■ Document section:
^^^^^^^^^^^^^^^^
Greater Manchester-wide expansion of seven-day GP access planned for year end
Manchester’s seven-day working pilots are due to be significantly expanded by the end of 2015, it has emerged.
The Greater Manchester health economy, which has been handed a devolved budget for health and social care by the Treasury, is planning to fund a huge expansion of the scheme which has been led by Manchester GP Dr Ivan Benett, clinical adviser on the NHS Central Manchester CCG board.
However Manchester LMC honourary secretary Dr Tracey Vell, who was only recently invited to join the devolution programme board, told Pulse that this would not be achieved by extending the core hours contracted from GP practices in Greater Manchester.
Dr Vell said the LMC had successfully made the point that GPs could not expand their core contractual hours, an idea floated several times by the programme board.
She said: ‘What we’re going to provide is a separately commissioned and local access to a GP in a non-urgent way, outside of core hours. But that offer is not necessarily going to be either provided by GPs in practice, nor paid for through the core contract or anything.’
Dr Vell added: ‘It’s just for clarity, there’s been lots of confusion coming out from Manchester, I’ve been very vocal about it all along. I will not support it, the LMC and the [GP] workforce cannot support any extension. It’s not safe for patient care.’
Manchester LMC leaders, were excluded from initial discussions as plans were agreed with the Treasury, but was Dr Vell was finally accepted to join the programme board last week.
Dr Vell further revealed that plans are under discussion to roll out integration of primary, secondary and social care within local hubs covering the population of around 10 GP practices, which would see hospital specialists and social care workers spending time in the community alleviating pressure on GP practices.
Under the LMC-supported plans, these hubs could see ambulatory GPSIs provide weekly clinics for diabetes, COPD or heart failure and also allow hospital specialists to conduct outpatient appointments closer to people’s homes.
Dr Vell said: ‘Instead of running diabetic clinics in your surgery, you will run it at a local specialist centre which is local for those 10 practices. So the patients will go there and also have access to the consultant and his team as well as voluntary agencies that can help them with the social part, such as benefits.’
^^^^^^^^^^^^^^^^
■ Provided data:
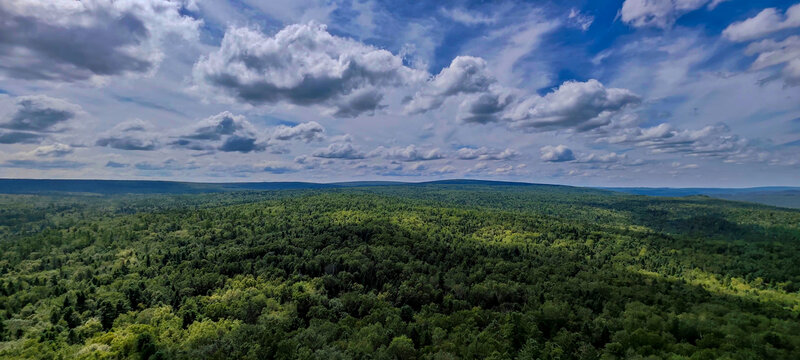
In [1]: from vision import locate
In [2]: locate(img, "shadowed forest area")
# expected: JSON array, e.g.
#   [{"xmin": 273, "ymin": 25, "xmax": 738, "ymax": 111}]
[{"xmin": 0, "ymin": 183, "xmax": 800, "ymax": 359}]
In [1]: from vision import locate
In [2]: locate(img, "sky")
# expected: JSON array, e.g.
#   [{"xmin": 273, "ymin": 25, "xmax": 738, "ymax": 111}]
[{"xmin": 0, "ymin": 0, "xmax": 800, "ymax": 187}]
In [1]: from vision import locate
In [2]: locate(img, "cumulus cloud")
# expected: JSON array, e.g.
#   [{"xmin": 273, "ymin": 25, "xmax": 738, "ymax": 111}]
[
  {"xmin": 95, "ymin": 119, "xmax": 159, "ymax": 151},
  {"xmin": 28, "ymin": 143, "xmax": 74, "ymax": 157},
  {"xmin": 193, "ymin": 23, "xmax": 424, "ymax": 117},
  {"xmin": 0, "ymin": 95, "xmax": 82, "ymax": 132},
  {"xmin": 170, "ymin": 111, "xmax": 267, "ymax": 153},
  {"xmin": 371, "ymin": 145, "xmax": 444, "ymax": 162},
  {"xmin": 567, "ymin": 8, "xmax": 594, "ymax": 31},
  {"xmin": 745, "ymin": 35, "xmax": 800, "ymax": 86},
  {"xmin": 405, "ymin": 56, "xmax": 496, "ymax": 114},
  {"xmin": 597, "ymin": 123, "xmax": 754, "ymax": 160},
  {"xmin": 256, "ymin": 161, "xmax": 298, "ymax": 174},
  {"xmin": 0, "ymin": 159, "xmax": 86, "ymax": 170},
  {"xmin": 272, "ymin": 121, "xmax": 325, "ymax": 142},
  {"xmin": 106, "ymin": 161, "xmax": 130, "ymax": 169},
  {"xmin": 722, "ymin": 4, "xmax": 800, "ymax": 42},
  {"xmin": 510, "ymin": 79, "xmax": 641, "ymax": 131},
  {"xmin": 312, "ymin": 142, "xmax": 367, "ymax": 160},
  {"xmin": 539, "ymin": 145, "xmax": 575, "ymax": 162},
  {"xmin": 456, "ymin": 147, "xmax": 519, "ymax": 161},
  {"xmin": 133, "ymin": 159, "xmax": 200, "ymax": 171},
  {"xmin": 458, "ymin": 88, "xmax": 516, "ymax": 124},
  {"xmin": 0, "ymin": 131, "xmax": 46, "ymax": 144},
  {"xmin": 0, "ymin": 0, "xmax": 201, "ymax": 81},
  {"xmin": 577, "ymin": 152, "xmax": 628, "ymax": 164},
  {"xmin": 619, "ymin": 0, "xmax": 725, "ymax": 29}
]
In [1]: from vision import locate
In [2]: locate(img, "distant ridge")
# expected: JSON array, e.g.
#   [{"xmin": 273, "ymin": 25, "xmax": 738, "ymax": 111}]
[
  {"xmin": 0, "ymin": 179, "xmax": 570, "ymax": 194},
  {"xmin": 0, "ymin": 179, "xmax": 800, "ymax": 208}
]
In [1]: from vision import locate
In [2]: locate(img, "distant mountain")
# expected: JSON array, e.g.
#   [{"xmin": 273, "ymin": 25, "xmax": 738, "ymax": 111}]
[
  {"xmin": 0, "ymin": 179, "xmax": 800, "ymax": 208},
  {"xmin": 603, "ymin": 186, "xmax": 800, "ymax": 208},
  {"xmin": 0, "ymin": 179, "xmax": 336, "ymax": 195}
]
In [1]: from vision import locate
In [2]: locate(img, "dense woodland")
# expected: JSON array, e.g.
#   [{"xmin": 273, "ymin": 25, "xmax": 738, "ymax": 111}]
[{"xmin": 0, "ymin": 184, "xmax": 800, "ymax": 359}]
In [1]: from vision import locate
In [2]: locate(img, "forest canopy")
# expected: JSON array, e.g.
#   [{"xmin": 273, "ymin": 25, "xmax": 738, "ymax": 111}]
[{"xmin": 0, "ymin": 184, "xmax": 800, "ymax": 359}]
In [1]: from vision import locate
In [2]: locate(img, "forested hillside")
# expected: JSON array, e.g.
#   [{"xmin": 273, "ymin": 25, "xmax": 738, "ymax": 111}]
[{"xmin": 0, "ymin": 184, "xmax": 800, "ymax": 359}]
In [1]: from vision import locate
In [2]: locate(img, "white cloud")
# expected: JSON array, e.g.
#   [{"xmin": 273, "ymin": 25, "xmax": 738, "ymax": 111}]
[
  {"xmin": 620, "ymin": 0, "xmax": 724, "ymax": 29},
  {"xmin": 567, "ymin": 8, "xmax": 594, "ymax": 31},
  {"xmin": 456, "ymin": 146, "xmax": 519, "ymax": 161},
  {"xmin": 95, "ymin": 119, "xmax": 159, "ymax": 151},
  {"xmin": 439, "ymin": 8, "xmax": 497, "ymax": 25},
  {"xmin": 18, "ymin": 143, "xmax": 75, "ymax": 158},
  {"xmin": 510, "ymin": 79, "xmax": 641, "ymax": 131},
  {"xmin": 405, "ymin": 56, "xmax": 496, "ymax": 114},
  {"xmin": 193, "ymin": 23, "xmax": 425, "ymax": 117},
  {"xmin": 0, "ymin": 95, "xmax": 83, "ymax": 132},
  {"xmin": 312, "ymin": 142, "xmax": 367, "ymax": 160},
  {"xmin": 170, "ymin": 111, "xmax": 267, "ymax": 153},
  {"xmin": 370, "ymin": 144, "xmax": 444, "ymax": 161},
  {"xmin": 0, "ymin": 0, "xmax": 201, "ymax": 81},
  {"xmin": 745, "ymin": 35, "xmax": 800, "ymax": 86},
  {"xmin": 722, "ymin": 4, "xmax": 800, "ymax": 42},
  {"xmin": 539, "ymin": 145, "xmax": 575, "ymax": 162},
  {"xmin": 272, "ymin": 121, "xmax": 325, "ymax": 142}
]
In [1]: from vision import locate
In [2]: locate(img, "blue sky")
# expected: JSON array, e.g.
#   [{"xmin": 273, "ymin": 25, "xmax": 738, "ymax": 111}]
[{"xmin": 0, "ymin": 0, "xmax": 800, "ymax": 187}]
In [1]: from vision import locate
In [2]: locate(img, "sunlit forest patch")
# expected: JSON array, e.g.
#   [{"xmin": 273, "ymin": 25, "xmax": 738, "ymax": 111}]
[{"xmin": 0, "ymin": 185, "xmax": 800, "ymax": 359}]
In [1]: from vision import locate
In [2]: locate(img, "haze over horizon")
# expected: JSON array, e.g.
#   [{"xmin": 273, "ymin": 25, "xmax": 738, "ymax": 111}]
[{"xmin": 0, "ymin": 0, "xmax": 800, "ymax": 187}]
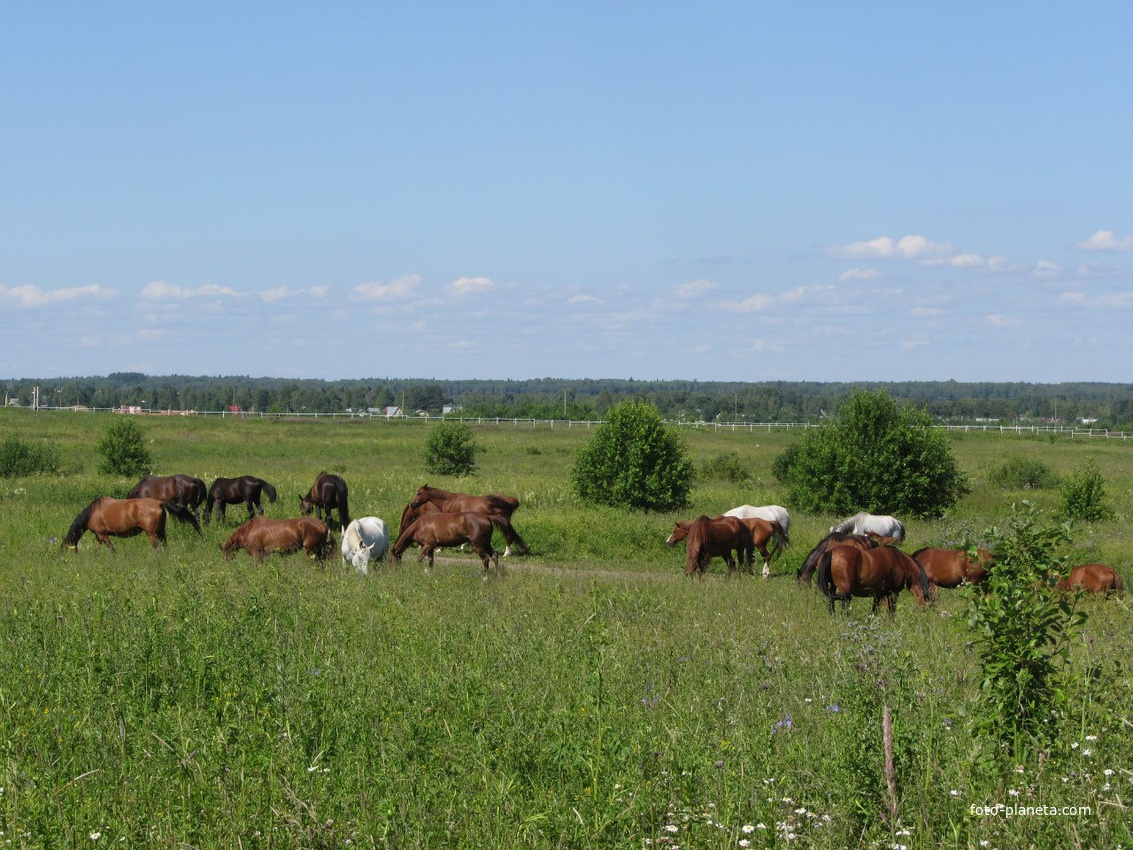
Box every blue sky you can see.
[0,0,1133,382]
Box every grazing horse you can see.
[817,544,931,614]
[912,546,991,587]
[830,513,905,543]
[126,475,208,519]
[796,532,881,585]
[399,484,530,558]
[299,471,350,528]
[1055,563,1125,598]
[670,515,755,578]
[220,517,334,561]
[342,517,390,576]
[390,511,510,573]
[205,475,275,522]
[62,496,201,550]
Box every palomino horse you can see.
[796,532,881,585]
[205,475,275,522]
[912,546,991,587]
[62,496,201,550]
[1056,563,1125,598]
[220,517,334,561]
[830,513,905,543]
[399,484,530,558]
[299,473,350,528]
[818,544,931,614]
[665,513,791,578]
[390,511,510,572]
[126,475,208,519]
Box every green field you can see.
[0,410,1133,848]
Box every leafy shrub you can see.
^^^^^^^^^^^^^^^^
■ Problems and tasks:
[A] Using the article on seven-day GP access in Greater Manchester, decide whether each statement agrees with it. Answer yes or no for each, and quote the deciding words. (i) The seven-day working pilots are due to be expanded by the end of 2015. (ii) The expansion will come from extending the core hours contracted from GP practices. (iii) The planned local hubs would each cover the population of around 20 GP practices.
[B] According to the article on seven-day GP access in Greater Manchester, who has led the seven-day working scheme?

■ Answers for the tasks:
[A]
(i) Yes: "due to be significantly expanded by the end of 2015"
(ii) No: "this would not be achieved by extending the core hours contracted from GP practices in Greater Manchester"
(iii) No: "covering the population of around 10 GP practices"

[B] Dr Ivan Benett, a Manchester GP and clinical adviser on the NHS Central Manchester CCG board.